WRITTEN EXERCISE => Write each line exactly as it stands, from the line containing "Exercise. Spot the front grille" through the end of the data.

╭─ DATA SUPPLIED

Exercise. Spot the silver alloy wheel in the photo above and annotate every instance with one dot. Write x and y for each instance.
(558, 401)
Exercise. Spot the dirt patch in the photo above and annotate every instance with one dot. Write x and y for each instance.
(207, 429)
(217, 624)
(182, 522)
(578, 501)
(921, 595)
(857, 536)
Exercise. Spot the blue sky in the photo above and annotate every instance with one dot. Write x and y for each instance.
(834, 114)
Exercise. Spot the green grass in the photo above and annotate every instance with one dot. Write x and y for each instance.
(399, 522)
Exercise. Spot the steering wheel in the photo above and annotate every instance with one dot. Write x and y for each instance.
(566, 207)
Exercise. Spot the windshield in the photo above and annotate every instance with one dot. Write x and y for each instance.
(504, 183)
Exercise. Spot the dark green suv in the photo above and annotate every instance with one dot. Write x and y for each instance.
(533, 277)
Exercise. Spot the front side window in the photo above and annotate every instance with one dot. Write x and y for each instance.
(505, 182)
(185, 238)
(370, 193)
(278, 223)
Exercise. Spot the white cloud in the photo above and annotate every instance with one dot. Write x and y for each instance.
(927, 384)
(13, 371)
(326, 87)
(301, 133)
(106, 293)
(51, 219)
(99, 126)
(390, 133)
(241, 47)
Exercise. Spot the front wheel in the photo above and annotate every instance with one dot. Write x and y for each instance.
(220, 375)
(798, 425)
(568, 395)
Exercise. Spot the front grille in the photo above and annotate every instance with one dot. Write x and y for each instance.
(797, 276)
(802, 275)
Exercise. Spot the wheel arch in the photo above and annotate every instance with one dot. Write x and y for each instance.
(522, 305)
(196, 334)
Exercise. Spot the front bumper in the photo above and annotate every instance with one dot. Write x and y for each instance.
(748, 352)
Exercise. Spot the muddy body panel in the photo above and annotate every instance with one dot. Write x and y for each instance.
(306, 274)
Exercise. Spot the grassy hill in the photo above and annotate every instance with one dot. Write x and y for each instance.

╰─

FULL RESPONSE =>
Exercise. Spot the front grille in the photo above and annotate every instance with one dot. Write x and y for each instance.
(797, 276)
(802, 275)
Exercise. Spot the wheel arch in the photo above and annotate every instance with one dot. Write x and y for each instance.
(522, 305)
(196, 334)
Exercise. Spot the front bumper in the photo above and annotate every instance with one dot. Write x and y for each instance.
(748, 352)
Exercise. Spot the muddy body panel in the photo above and annotate every instance with one dot. Write x and y for each instance.
(306, 274)
Exercise. Spot the grassy hill in the photo above and annotate every instance with one dot. Write x and y for each instance.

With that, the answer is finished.